## The request
Copy the listing below verbatim, starting at the line with "Tag the baby" and ending with the line with "point(282, 78)", inclusive of both.

## Extracted entries
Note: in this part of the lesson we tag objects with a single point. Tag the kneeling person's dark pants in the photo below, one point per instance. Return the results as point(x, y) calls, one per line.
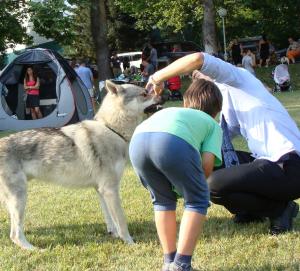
point(161, 161)
point(260, 187)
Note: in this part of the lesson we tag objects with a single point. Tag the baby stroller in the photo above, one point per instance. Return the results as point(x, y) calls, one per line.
point(174, 85)
point(282, 78)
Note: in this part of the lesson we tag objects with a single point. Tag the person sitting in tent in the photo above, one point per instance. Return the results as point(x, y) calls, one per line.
point(31, 86)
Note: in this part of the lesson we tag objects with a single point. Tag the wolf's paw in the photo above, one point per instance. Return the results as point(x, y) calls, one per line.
point(128, 240)
point(24, 244)
point(113, 233)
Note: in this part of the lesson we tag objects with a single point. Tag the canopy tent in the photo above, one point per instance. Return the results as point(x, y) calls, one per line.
point(64, 98)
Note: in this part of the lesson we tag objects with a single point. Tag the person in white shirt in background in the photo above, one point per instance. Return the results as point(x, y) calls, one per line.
point(267, 181)
point(248, 61)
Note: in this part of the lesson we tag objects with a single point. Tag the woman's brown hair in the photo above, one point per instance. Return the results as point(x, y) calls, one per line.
point(203, 95)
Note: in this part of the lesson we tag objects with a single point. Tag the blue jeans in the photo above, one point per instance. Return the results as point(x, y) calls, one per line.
point(163, 161)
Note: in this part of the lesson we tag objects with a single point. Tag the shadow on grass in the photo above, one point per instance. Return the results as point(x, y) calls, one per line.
point(141, 231)
point(88, 233)
point(266, 267)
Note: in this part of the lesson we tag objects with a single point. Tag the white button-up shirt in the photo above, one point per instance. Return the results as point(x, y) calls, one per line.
point(251, 111)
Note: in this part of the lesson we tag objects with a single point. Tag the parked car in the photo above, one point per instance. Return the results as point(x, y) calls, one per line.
point(135, 58)
point(169, 51)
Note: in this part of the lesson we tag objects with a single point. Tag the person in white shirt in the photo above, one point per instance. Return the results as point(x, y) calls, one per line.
point(267, 181)
point(248, 61)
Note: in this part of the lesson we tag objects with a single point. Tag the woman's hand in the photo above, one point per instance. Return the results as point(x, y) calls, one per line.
point(155, 86)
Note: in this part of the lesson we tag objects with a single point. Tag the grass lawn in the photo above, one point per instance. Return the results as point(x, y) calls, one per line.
point(69, 226)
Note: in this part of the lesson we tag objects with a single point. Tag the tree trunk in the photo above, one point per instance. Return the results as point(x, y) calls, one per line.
point(209, 28)
point(99, 32)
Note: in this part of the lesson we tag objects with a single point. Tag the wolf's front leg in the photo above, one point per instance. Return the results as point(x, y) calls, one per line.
point(15, 200)
point(111, 229)
point(112, 200)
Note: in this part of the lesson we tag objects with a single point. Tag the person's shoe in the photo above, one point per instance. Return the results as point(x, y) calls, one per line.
point(284, 222)
point(166, 267)
point(175, 267)
point(245, 218)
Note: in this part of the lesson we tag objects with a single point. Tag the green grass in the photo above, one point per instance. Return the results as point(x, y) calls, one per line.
point(69, 225)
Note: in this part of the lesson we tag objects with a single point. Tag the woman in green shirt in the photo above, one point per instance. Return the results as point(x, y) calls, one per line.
point(173, 152)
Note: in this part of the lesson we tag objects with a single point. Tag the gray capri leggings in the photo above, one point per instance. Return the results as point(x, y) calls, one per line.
point(164, 161)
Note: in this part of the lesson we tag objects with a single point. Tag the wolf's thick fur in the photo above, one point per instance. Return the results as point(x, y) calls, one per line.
point(92, 153)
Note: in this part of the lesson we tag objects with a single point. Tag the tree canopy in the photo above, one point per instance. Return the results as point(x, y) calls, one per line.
point(12, 16)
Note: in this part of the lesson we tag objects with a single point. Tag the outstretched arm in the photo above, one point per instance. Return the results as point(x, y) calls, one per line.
point(181, 66)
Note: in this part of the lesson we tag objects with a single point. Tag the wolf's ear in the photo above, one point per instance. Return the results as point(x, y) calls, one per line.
point(113, 88)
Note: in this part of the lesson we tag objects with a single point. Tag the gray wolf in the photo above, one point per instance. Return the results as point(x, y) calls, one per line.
point(92, 153)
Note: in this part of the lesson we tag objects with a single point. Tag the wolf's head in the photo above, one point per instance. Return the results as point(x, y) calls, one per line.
point(124, 105)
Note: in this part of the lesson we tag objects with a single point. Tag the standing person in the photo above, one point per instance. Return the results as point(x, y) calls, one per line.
point(148, 70)
point(86, 76)
point(32, 88)
point(248, 61)
point(115, 63)
point(175, 150)
point(236, 52)
point(269, 182)
point(264, 51)
point(153, 56)
point(293, 50)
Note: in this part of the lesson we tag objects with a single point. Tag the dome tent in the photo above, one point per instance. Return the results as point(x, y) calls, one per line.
point(64, 98)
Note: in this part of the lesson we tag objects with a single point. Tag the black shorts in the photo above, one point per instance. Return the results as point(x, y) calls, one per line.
point(32, 101)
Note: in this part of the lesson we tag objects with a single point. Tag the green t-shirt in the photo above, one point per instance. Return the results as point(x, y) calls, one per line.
point(194, 126)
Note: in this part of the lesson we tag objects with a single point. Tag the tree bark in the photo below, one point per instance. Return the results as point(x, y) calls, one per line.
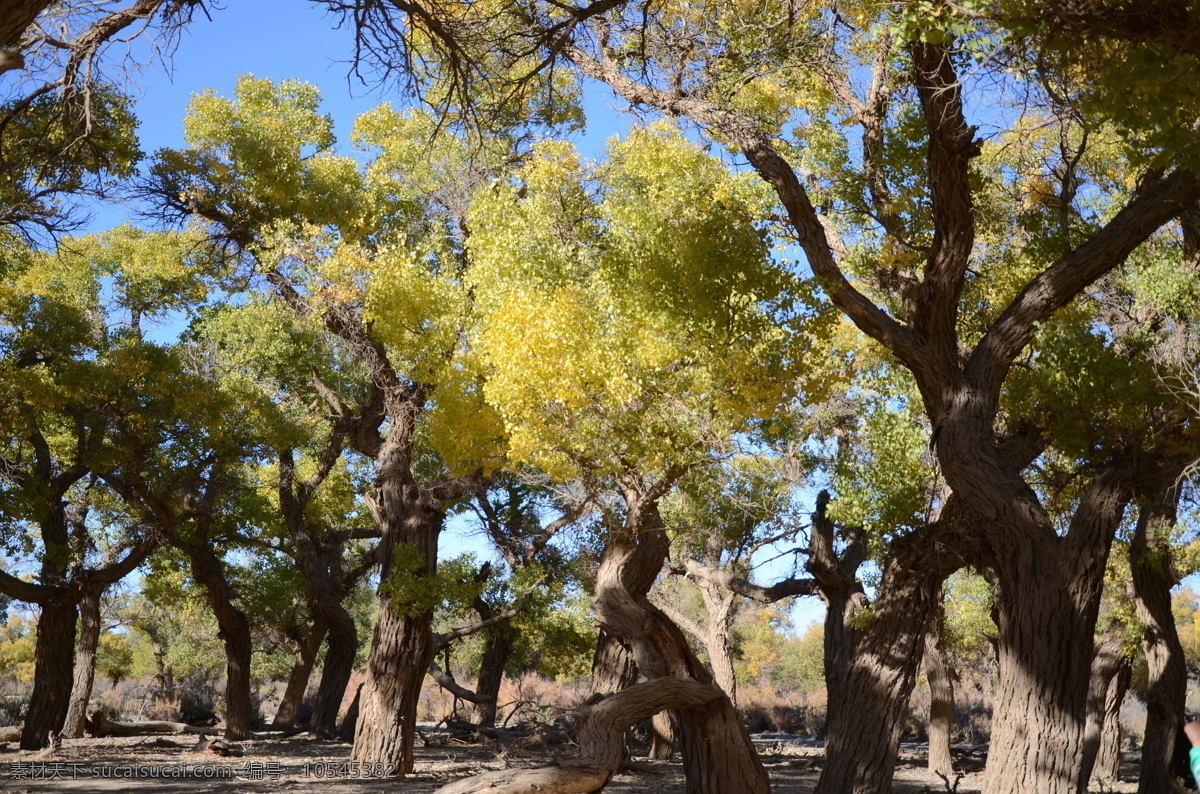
point(1168, 678)
point(718, 755)
point(867, 716)
point(298, 680)
point(234, 632)
point(1107, 663)
point(941, 695)
point(100, 726)
point(53, 674)
point(1108, 758)
point(84, 665)
point(661, 737)
point(351, 721)
point(603, 726)
point(498, 643)
point(402, 644)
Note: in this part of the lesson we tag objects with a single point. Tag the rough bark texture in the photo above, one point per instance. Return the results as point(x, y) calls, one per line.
point(84, 665)
point(498, 644)
point(1108, 758)
point(335, 674)
point(234, 633)
point(941, 690)
point(1168, 675)
point(298, 679)
point(661, 737)
point(865, 721)
point(604, 721)
point(53, 666)
point(1107, 665)
point(401, 648)
point(718, 755)
point(101, 726)
point(319, 563)
point(351, 721)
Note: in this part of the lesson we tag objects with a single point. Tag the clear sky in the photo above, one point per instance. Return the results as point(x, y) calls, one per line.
point(289, 40)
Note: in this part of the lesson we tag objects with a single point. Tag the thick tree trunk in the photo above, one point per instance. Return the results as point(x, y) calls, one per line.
point(1107, 663)
point(498, 644)
point(335, 675)
point(402, 644)
point(84, 665)
point(1168, 675)
point(718, 755)
point(298, 680)
point(603, 726)
point(351, 721)
point(941, 696)
point(100, 726)
point(1044, 655)
point(234, 632)
point(661, 737)
point(53, 667)
point(719, 639)
point(1108, 758)
point(867, 716)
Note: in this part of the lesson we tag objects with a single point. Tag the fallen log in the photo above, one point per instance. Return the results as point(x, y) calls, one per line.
point(100, 726)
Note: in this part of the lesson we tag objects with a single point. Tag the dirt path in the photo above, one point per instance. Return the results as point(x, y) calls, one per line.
point(301, 765)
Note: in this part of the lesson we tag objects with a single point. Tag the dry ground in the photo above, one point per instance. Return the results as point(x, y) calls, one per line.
point(301, 765)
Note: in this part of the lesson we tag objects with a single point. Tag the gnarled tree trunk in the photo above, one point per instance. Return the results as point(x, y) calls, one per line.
point(1108, 758)
point(941, 695)
point(53, 674)
point(402, 644)
point(234, 632)
point(335, 675)
point(84, 665)
point(604, 721)
point(1168, 678)
point(718, 755)
point(1107, 665)
point(867, 716)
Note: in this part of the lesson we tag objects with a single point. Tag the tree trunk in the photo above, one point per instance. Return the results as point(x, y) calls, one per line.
point(351, 721)
point(53, 667)
point(1168, 677)
point(661, 737)
point(402, 644)
point(234, 632)
point(1107, 662)
point(718, 639)
point(1108, 758)
point(941, 695)
point(298, 680)
point(84, 665)
point(335, 675)
point(867, 716)
point(718, 755)
point(498, 643)
point(603, 726)
point(1044, 655)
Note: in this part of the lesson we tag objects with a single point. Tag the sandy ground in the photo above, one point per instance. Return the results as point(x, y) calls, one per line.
point(303, 765)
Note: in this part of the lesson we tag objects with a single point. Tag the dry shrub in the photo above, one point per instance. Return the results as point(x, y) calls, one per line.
point(766, 709)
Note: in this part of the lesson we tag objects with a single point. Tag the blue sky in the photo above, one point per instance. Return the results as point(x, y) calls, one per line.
point(271, 38)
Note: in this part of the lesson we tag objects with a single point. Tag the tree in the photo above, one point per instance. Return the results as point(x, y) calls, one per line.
point(682, 298)
point(375, 260)
point(898, 259)
point(85, 394)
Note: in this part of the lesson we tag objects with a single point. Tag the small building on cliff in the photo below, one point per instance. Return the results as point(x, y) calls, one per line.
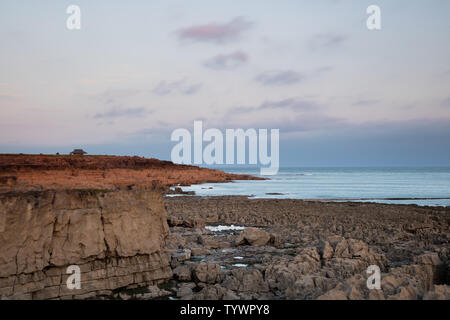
point(78, 152)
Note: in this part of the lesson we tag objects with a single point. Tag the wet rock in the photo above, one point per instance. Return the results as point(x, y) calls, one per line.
point(438, 292)
point(182, 273)
point(326, 251)
point(207, 273)
point(243, 280)
point(185, 290)
point(179, 257)
point(253, 237)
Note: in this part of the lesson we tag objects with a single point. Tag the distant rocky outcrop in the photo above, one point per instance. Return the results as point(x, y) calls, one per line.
point(57, 172)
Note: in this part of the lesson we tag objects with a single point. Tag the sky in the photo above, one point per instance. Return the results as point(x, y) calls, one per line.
point(340, 94)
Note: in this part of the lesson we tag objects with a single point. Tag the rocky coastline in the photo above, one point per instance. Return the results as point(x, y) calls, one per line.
point(111, 217)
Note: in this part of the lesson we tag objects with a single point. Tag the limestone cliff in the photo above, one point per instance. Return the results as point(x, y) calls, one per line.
point(116, 237)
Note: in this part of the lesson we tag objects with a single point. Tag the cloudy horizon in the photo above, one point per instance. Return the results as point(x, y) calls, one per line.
point(340, 94)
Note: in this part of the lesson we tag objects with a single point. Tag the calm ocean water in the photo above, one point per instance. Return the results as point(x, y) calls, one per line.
point(385, 185)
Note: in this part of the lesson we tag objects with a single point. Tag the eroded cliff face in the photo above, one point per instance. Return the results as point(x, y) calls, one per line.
point(117, 238)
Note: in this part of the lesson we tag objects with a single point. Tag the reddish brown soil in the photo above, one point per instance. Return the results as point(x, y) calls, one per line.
point(36, 172)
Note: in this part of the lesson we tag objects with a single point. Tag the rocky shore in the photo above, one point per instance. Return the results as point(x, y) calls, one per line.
point(110, 217)
point(294, 249)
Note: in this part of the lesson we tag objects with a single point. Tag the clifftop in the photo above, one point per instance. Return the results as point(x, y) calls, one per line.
point(21, 172)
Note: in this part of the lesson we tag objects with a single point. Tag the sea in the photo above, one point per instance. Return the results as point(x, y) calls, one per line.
point(395, 185)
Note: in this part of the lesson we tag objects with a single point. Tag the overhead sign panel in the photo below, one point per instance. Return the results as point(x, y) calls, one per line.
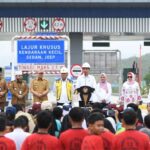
point(44, 24)
point(40, 51)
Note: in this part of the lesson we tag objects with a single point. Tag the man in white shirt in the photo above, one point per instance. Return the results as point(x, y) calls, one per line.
point(103, 90)
point(86, 85)
point(63, 88)
point(19, 135)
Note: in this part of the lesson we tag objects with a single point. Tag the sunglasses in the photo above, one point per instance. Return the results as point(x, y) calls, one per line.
point(129, 76)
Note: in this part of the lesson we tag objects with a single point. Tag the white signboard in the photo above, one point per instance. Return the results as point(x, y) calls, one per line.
point(76, 70)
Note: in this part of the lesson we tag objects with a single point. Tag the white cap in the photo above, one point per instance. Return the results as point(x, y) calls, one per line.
point(64, 70)
point(86, 65)
point(46, 105)
point(18, 72)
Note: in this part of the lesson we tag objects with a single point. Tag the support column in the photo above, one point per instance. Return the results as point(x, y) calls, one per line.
point(76, 46)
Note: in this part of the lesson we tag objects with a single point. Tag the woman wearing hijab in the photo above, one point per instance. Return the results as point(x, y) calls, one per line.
point(103, 90)
point(130, 92)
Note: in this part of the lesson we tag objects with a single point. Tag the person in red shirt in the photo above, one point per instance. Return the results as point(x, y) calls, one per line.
point(95, 126)
point(130, 139)
point(5, 143)
point(108, 138)
point(42, 140)
point(71, 139)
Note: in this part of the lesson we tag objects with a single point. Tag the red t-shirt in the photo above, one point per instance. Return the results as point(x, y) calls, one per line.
point(72, 139)
point(108, 138)
point(131, 140)
point(92, 142)
point(7, 144)
point(40, 142)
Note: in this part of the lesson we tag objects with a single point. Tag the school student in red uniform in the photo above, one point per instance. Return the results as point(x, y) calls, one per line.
point(71, 139)
point(107, 138)
point(42, 140)
point(5, 143)
point(130, 139)
point(95, 127)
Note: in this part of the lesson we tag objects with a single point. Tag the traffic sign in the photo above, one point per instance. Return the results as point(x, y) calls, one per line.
point(58, 24)
point(44, 24)
point(76, 70)
point(30, 24)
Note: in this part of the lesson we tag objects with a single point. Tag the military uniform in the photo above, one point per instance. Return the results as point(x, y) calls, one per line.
point(3, 88)
point(40, 86)
point(19, 89)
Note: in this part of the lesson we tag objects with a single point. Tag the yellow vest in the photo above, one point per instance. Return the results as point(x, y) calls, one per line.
point(68, 88)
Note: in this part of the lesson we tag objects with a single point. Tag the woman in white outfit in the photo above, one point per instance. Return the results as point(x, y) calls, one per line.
point(130, 92)
point(103, 90)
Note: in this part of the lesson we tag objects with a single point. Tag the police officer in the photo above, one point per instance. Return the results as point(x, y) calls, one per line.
point(86, 85)
point(63, 88)
point(19, 89)
point(3, 91)
point(39, 88)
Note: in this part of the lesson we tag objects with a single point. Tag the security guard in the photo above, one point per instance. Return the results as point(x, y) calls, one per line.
point(63, 88)
point(19, 89)
point(39, 88)
point(3, 91)
point(86, 85)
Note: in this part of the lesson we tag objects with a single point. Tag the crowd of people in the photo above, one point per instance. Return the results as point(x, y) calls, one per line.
point(96, 124)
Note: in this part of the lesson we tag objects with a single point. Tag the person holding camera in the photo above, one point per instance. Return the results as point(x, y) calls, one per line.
point(103, 90)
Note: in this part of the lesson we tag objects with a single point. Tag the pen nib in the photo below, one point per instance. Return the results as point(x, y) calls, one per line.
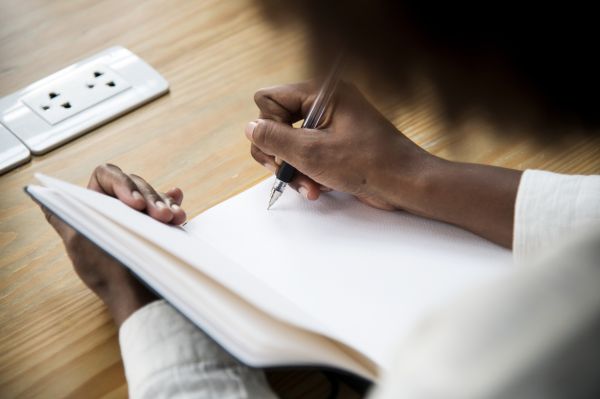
point(276, 192)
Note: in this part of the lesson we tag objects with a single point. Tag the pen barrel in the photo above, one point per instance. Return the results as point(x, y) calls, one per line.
point(286, 172)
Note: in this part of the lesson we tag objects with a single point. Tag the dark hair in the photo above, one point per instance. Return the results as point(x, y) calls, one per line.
point(516, 62)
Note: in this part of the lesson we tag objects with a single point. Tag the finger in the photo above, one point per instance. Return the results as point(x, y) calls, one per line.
point(285, 103)
point(265, 160)
point(155, 205)
point(307, 187)
point(296, 146)
point(173, 200)
point(109, 179)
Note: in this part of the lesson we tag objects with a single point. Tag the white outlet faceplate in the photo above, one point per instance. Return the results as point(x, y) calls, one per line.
point(79, 98)
point(75, 92)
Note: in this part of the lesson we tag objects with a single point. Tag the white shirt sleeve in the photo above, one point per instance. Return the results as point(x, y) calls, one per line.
point(166, 356)
point(551, 207)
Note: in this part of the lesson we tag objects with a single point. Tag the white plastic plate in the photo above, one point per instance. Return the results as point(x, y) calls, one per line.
point(79, 98)
point(12, 152)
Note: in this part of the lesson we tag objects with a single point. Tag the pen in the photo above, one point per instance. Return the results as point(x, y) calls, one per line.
point(286, 172)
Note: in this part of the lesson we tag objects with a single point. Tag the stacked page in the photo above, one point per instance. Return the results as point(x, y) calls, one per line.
point(332, 282)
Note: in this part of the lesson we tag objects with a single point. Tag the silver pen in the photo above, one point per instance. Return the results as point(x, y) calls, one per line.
point(287, 172)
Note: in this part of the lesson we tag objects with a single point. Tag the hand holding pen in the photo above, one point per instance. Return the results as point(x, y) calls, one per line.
point(356, 150)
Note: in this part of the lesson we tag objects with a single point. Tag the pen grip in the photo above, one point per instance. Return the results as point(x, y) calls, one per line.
point(286, 172)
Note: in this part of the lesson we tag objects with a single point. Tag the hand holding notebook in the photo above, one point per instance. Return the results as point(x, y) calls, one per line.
point(369, 277)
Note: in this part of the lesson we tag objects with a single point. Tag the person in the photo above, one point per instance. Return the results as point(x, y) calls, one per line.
point(533, 334)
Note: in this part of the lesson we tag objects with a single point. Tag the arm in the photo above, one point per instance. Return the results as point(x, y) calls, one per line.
point(358, 151)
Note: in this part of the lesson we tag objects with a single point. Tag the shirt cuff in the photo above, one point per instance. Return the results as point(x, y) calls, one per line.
point(164, 354)
point(551, 207)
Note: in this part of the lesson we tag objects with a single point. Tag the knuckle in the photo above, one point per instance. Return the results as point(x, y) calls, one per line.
point(261, 133)
point(256, 153)
point(261, 95)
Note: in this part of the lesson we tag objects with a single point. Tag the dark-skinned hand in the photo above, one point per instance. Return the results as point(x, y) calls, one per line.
point(112, 282)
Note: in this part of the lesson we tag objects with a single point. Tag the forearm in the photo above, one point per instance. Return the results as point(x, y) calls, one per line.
point(479, 198)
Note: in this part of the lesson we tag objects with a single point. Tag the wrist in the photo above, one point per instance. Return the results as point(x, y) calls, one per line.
point(409, 181)
point(125, 299)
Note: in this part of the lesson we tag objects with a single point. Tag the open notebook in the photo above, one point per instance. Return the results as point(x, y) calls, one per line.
point(330, 283)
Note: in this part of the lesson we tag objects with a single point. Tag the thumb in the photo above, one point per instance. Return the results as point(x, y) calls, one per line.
point(295, 146)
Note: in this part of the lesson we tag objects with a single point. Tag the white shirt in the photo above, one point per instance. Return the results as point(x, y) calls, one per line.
point(520, 337)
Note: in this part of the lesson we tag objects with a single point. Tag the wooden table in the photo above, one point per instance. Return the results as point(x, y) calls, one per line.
point(56, 338)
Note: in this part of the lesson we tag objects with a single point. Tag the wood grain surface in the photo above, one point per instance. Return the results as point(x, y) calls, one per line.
point(56, 338)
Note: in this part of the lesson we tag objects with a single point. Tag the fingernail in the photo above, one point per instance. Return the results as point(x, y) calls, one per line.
point(250, 129)
point(136, 195)
point(304, 191)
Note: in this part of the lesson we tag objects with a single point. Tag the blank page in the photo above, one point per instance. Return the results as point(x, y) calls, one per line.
point(367, 275)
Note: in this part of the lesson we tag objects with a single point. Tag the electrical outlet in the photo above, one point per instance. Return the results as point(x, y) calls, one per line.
point(76, 92)
point(79, 98)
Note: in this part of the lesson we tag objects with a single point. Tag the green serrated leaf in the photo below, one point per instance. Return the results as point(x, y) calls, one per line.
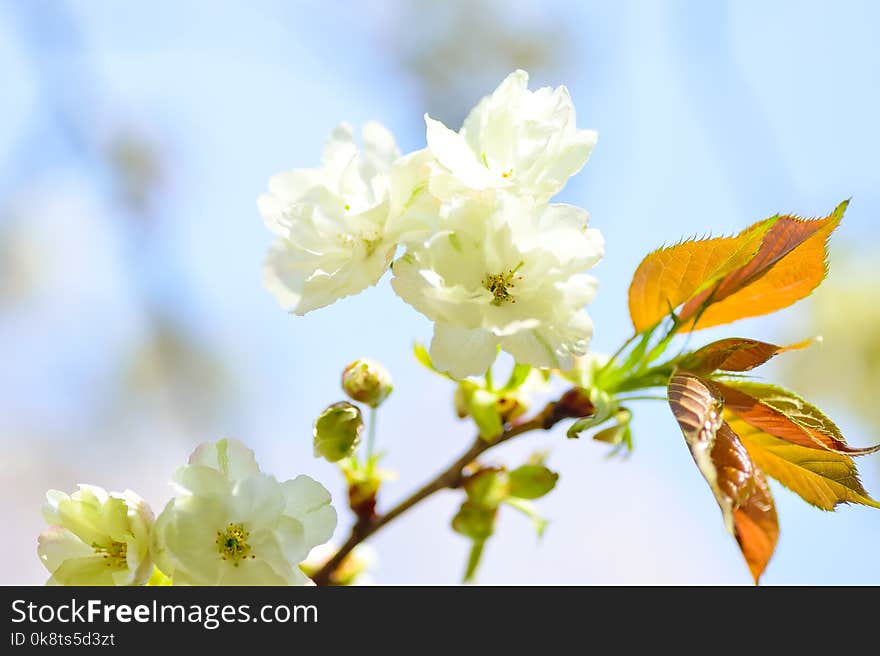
point(531, 481)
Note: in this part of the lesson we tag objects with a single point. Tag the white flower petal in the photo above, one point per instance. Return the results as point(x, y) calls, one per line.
point(309, 502)
point(462, 352)
point(228, 456)
point(453, 152)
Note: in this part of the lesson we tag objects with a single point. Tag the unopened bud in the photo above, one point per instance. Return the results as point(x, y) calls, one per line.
point(532, 481)
point(338, 431)
point(474, 521)
point(366, 381)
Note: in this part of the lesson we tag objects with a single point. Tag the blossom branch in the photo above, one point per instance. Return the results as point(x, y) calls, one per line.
point(572, 404)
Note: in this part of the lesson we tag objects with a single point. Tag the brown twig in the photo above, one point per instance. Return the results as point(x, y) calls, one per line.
point(572, 404)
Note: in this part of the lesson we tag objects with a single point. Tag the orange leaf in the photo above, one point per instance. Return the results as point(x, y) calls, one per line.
point(785, 415)
point(821, 478)
point(670, 276)
point(733, 354)
point(740, 488)
point(788, 266)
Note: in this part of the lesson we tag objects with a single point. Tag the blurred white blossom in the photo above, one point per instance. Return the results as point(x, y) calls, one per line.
point(339, 225)
point(96, 538)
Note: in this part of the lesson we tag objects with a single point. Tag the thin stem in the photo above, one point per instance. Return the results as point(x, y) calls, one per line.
point(617, 354)
point(371, 438)
point(450, 478)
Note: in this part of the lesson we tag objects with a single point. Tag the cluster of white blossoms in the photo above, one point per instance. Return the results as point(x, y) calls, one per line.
point(486, 256)
point(228, 524)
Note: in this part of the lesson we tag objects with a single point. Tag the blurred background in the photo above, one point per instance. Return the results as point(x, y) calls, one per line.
point(135, 137)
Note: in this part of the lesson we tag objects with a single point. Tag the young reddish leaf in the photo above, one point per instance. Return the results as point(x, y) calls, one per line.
point(733, 354)
point(785, 415)
point(821, 478)
point(788, 266)
point(673, 275)
point(738, 485)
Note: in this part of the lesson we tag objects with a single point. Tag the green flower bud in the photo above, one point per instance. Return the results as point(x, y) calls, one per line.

## Task solution
Note: in this part of the lesson we tag objects with a single point. Tag the baby stroller in the photo above, one point per instance. Return the results as point(x, y) calls, one per line.
point(174, 85)
point(282, 78)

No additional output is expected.